## Material for the task:
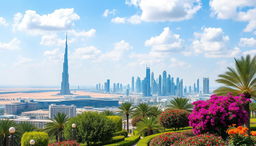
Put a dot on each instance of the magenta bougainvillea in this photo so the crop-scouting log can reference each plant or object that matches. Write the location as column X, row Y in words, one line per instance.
column 217, row 113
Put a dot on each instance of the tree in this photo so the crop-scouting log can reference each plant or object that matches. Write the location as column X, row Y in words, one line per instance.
column 56, row 127
column 4, row 130
column 126, row 109
column 142, row 110
column 148, row 125
column 180, row 103
column 92, row 128
column 240, row 80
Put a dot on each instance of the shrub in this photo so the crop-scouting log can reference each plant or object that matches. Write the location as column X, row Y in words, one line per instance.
column 201, row 140
column 92, row 127
column 174, row 118
column 41, row 138
column 121, row 133
column 117, row 120
column 167, row 139
column 135, row 120
column 214, row 115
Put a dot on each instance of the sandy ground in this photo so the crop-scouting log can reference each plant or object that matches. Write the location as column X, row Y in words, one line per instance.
column 14, row 97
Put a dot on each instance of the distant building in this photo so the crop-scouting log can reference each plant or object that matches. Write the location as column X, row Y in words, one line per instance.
column 206, row 86
column 37, row 114
column 70, row 111
column 17, row 108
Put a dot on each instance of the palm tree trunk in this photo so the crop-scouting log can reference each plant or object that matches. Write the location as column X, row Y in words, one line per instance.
column 247, row 108
column 127, row 122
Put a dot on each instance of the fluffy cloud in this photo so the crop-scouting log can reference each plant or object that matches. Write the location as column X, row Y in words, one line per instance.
column 247, row 42
column 212, row 42
column 135, row 19
column 89, row 52
column 12, row 45
column 108, row 12
column 240, row 10
column 31, row 21
column 165, row 42
column 166, row 10
column 120, row 48
column 3, row 22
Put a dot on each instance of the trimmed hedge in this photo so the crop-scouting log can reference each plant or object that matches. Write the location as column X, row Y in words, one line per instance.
column 127, row 142
column 117, row 120
column 41, row 138
column 122, row 133
column 146, row 140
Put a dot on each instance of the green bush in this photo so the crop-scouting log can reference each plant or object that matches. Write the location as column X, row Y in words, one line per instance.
column 122, row 133
column 41, row 138
column 127, row 142
column 117, row 120
column 174, row 118
column 92, row 127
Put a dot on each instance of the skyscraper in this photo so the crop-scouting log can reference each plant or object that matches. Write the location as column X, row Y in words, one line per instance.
column 206, row 86
column 65, row 82
column 132, row 84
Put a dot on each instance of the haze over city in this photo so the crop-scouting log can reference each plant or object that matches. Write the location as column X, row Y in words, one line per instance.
column 118, row 39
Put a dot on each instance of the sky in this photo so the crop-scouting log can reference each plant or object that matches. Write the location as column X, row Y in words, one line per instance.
column 117, row 39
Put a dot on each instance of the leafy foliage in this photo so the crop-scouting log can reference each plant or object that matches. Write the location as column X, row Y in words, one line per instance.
column 148, row 126
column 56, row 127
column 41, row 138
column 217, row 113
column 180, row 103
column 92, row 127
column 174, row 118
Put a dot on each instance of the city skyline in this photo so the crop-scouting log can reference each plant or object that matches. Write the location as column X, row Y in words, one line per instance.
column 117, row 40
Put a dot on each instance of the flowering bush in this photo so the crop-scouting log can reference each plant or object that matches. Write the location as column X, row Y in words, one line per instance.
column 239, row 136
column 214, row 115
column 167, row 139
column 202, row 140
column 174, row 118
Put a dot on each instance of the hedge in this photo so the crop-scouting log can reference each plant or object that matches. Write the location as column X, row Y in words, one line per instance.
column 41, row 138
column 145, row 141
column 117, row 120
column 127, row 142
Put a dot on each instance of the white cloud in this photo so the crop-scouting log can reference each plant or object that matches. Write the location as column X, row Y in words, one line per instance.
column 120, row 48
column 240, row 10
column 166, row 10
column 32, row 22
column 14, row 44
column 3, row 22
column 212, row 42
column 108, row 12
column 135, row 19
column 247, row 42
column 85, row 34
column 165, row 42
column 89, row 52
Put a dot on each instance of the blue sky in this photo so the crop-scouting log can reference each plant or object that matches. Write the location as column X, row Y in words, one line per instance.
column 117, row 39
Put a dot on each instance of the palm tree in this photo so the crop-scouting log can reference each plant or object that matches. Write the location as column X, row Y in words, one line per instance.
column 142, row 110
column 180, row 103
column 148, row 126
column 4, row 131
column 56, row 127
column 126, row 109
column 240, row 80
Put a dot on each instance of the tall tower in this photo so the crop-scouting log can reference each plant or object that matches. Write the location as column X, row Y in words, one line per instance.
column 65, row 83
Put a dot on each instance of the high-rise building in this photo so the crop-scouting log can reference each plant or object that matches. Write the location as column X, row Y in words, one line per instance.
column 132, row 84
column 160, row 85
column 206, row 86
column 146, row 83
column 65, row 81
column 164, row 84
column 54, row 109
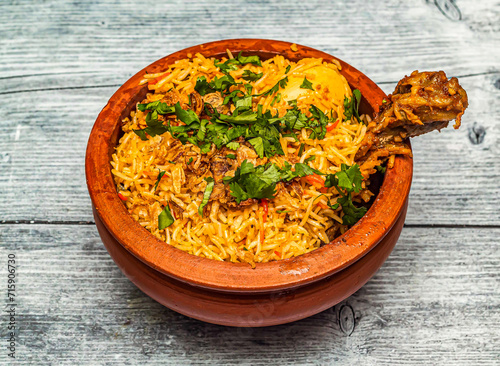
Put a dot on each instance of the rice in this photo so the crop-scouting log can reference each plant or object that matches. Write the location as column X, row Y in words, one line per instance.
column 295, row 224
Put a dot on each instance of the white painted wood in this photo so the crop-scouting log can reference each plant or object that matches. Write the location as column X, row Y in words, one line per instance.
column 435, row 301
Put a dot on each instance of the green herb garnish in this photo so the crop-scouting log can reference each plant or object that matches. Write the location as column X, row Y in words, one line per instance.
column 161, row 173
column 346, row 181
column 351, row 105
column 206, row 196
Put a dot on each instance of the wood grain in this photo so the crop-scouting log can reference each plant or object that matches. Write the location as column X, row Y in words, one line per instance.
column 436, row 294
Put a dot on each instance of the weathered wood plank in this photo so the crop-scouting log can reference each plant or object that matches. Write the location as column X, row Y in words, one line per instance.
column 44, row 136
column 435, row 301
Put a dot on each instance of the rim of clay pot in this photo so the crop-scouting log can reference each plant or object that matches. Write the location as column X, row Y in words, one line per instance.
column 226, row 276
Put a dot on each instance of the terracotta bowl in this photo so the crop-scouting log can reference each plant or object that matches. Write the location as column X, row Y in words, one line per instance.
column 235, row 294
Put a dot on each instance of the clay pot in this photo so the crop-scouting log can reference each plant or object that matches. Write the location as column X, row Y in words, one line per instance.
column 235, row 294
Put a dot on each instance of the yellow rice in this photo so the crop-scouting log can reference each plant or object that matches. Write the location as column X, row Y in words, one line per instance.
column 236, row 234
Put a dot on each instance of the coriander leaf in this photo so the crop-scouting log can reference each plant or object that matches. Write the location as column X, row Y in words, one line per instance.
column 206, row 195
column 233, row 145
column 222, row 83
column 243, row 118
column 202, row 86
column 165, row 219
column 301, row 149
column 331, row 181
column 306, row 84
column 251, row 76
column 280, row 84
column 258, row 145
column 350, row 178
column 351, row 105
column 245, row 102
column 229, row 65
column 187, row 117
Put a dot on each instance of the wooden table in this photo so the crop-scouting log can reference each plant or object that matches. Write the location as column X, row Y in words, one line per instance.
column 435, row 301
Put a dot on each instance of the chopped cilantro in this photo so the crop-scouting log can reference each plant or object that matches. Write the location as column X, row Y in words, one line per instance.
column 351, row 105
column 260, row 181
column 301, row 149
column 232, row 64
column 154, row 127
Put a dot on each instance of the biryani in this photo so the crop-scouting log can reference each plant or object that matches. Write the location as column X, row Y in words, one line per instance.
column 247, row 160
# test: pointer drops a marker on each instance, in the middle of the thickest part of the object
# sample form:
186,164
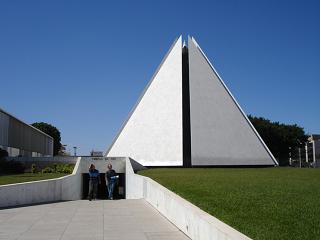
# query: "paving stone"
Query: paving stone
95,220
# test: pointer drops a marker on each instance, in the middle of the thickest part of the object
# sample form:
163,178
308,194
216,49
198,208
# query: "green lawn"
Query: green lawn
263,203
28,177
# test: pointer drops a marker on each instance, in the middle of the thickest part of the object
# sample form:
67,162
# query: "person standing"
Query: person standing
94,180
111,179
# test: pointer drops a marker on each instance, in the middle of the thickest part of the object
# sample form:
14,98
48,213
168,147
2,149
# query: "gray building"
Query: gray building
22,139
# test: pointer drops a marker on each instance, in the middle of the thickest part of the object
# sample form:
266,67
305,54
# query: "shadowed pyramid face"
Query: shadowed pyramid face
187,117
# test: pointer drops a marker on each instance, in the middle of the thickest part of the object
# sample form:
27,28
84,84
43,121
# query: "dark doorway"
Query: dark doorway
119,190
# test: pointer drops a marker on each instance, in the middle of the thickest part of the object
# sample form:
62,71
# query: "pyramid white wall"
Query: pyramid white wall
216,130
153,133
221,134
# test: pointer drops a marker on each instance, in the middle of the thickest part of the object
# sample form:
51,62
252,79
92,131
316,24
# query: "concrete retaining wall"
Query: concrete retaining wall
190,219
64,188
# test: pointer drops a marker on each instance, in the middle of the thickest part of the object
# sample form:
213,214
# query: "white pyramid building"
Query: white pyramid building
187,117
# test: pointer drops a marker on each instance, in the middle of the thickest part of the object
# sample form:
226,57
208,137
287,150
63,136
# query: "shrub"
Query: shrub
8,167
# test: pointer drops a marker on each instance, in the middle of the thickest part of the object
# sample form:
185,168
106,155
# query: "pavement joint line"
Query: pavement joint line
67,225
20,234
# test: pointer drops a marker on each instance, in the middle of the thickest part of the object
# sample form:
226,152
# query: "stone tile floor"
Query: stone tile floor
101,219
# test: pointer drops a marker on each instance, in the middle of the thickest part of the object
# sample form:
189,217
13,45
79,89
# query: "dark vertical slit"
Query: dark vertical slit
186,132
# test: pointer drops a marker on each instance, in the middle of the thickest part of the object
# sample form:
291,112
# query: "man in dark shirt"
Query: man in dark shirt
93,182
111,179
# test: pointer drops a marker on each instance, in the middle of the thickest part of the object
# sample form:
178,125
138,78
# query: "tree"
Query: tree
51,131
279,137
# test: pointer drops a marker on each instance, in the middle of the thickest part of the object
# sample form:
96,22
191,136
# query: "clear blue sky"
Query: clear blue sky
81,65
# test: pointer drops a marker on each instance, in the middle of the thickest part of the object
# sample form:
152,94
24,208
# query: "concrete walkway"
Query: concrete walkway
102,219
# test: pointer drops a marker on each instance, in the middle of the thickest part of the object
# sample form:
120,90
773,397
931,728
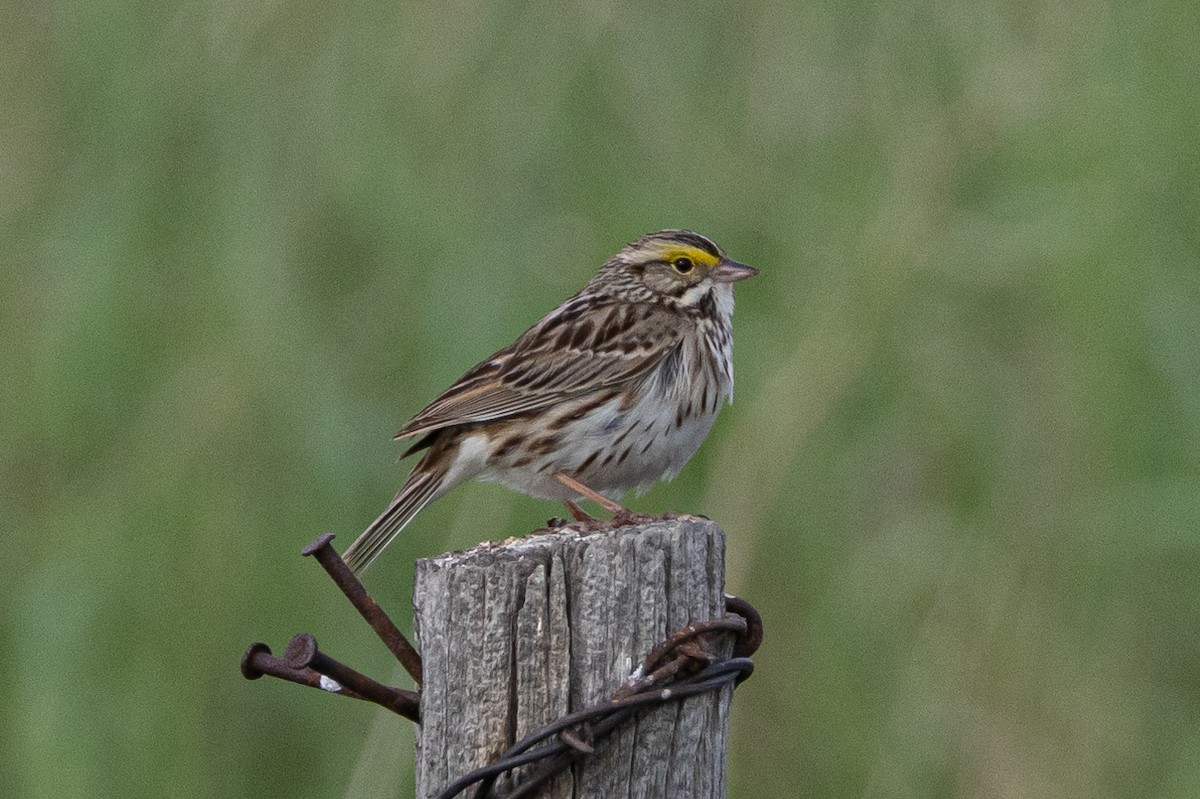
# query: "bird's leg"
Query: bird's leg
621,515
588,493
577,512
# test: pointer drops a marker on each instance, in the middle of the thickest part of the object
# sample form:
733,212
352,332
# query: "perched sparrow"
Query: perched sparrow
612,390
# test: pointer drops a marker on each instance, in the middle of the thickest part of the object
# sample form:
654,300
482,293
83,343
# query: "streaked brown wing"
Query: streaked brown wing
585,344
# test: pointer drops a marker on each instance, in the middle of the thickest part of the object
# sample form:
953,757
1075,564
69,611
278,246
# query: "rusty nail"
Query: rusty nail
303,653
323,551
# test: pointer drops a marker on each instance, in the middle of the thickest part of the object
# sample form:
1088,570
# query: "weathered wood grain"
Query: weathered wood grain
516,634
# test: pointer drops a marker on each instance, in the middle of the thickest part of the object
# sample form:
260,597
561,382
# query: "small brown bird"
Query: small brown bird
612,390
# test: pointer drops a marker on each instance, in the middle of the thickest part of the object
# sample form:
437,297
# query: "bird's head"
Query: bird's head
676,265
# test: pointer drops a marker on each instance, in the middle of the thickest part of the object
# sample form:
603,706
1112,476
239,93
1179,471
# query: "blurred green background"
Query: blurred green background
243,242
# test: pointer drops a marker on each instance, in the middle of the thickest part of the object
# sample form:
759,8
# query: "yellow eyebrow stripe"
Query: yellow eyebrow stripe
696,254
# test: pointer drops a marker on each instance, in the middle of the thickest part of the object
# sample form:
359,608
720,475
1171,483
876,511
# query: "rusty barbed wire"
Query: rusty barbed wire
685,664
306,665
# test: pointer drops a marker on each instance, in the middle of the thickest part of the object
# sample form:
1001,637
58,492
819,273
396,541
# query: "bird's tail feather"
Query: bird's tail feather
421,488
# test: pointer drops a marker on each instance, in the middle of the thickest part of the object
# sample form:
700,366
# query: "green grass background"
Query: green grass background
241,242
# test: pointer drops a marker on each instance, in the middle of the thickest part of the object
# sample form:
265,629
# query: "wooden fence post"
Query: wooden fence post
516,634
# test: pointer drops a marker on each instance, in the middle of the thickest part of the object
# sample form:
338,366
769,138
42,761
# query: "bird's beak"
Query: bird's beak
730,271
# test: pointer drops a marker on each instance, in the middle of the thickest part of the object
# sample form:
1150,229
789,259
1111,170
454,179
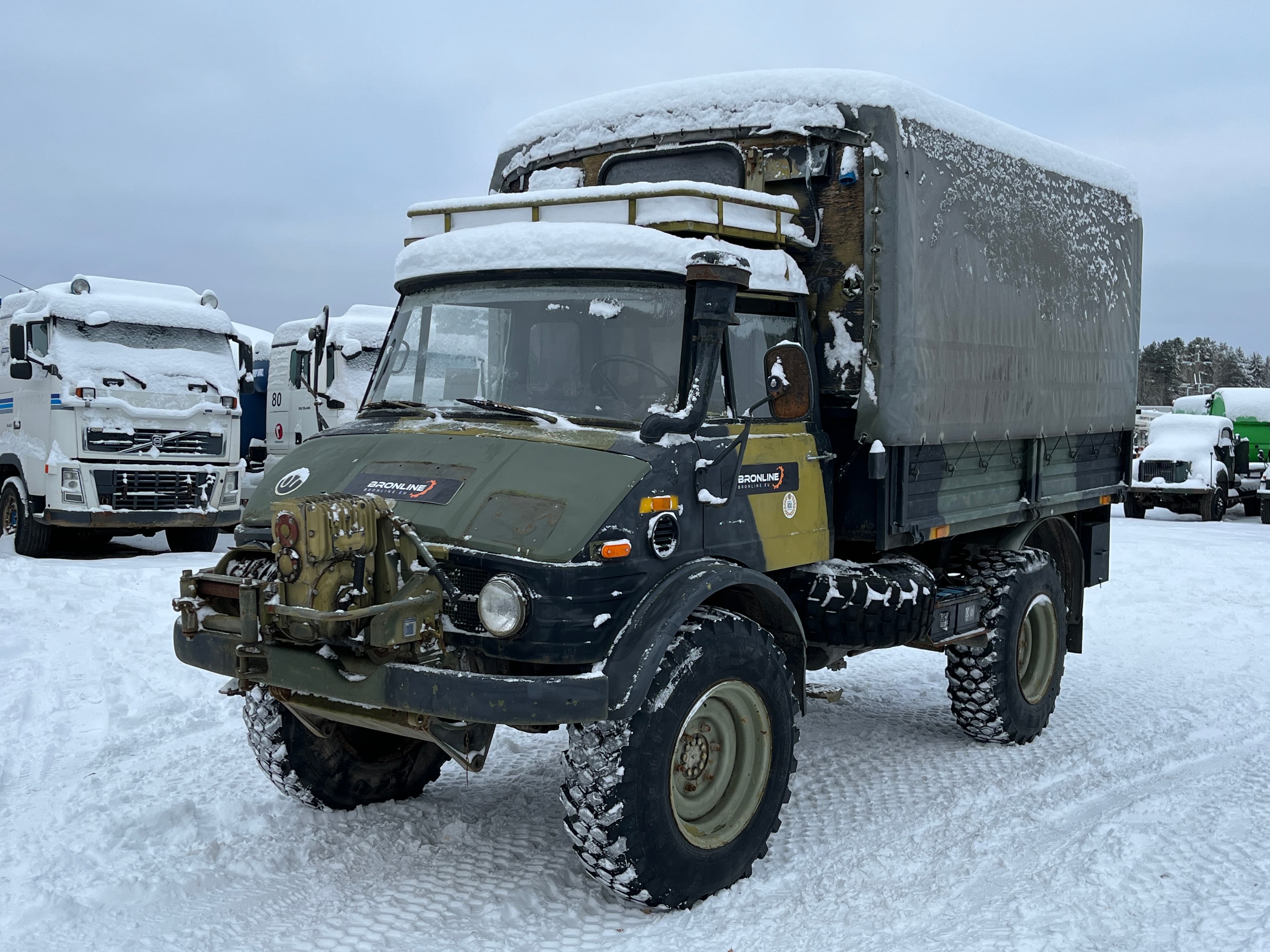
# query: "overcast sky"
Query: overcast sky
269,151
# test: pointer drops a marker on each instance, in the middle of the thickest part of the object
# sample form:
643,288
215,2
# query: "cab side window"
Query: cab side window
764,324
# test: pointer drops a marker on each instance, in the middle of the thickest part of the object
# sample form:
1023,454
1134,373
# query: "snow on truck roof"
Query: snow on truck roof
119,300
366,324
785,101
574,246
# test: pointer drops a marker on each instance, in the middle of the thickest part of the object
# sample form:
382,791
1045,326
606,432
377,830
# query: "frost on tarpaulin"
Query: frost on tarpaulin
1047,231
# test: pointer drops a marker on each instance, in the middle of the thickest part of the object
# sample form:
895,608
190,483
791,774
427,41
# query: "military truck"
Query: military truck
309,388
730,380
120,412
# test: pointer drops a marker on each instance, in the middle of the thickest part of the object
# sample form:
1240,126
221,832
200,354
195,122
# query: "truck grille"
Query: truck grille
189,442
154,491
469,580
1167,470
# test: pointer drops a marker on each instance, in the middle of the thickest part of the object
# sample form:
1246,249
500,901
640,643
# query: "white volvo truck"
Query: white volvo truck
319,369
119,414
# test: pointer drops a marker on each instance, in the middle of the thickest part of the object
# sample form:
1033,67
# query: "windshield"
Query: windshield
120,356
587,349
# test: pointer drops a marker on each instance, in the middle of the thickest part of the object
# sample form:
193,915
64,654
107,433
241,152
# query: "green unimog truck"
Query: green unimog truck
727,381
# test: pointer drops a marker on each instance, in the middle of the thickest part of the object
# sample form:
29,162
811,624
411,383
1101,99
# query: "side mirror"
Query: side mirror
789,381
247,382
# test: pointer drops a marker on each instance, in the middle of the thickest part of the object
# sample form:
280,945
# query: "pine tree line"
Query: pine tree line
1173,369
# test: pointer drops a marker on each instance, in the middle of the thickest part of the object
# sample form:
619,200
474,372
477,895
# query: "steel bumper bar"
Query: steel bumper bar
486,698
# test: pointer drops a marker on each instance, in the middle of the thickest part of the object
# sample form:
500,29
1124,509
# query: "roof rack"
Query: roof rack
676,207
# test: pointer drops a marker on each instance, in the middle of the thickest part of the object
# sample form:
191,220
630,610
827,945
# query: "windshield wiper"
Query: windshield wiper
397,405
507,408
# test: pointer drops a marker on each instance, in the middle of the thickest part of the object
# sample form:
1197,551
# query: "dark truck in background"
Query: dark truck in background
731,380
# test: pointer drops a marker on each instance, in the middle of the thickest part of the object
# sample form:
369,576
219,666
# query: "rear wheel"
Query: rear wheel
200,539
1133,509
1212,508
30,537
1005,691
349,769
679,801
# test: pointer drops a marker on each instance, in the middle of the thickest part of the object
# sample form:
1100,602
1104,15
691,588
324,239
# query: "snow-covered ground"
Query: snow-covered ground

## What needs to be done:
Work out how many lines of the records contain the word "covered". Give that number and nothing more.

## Task result:
2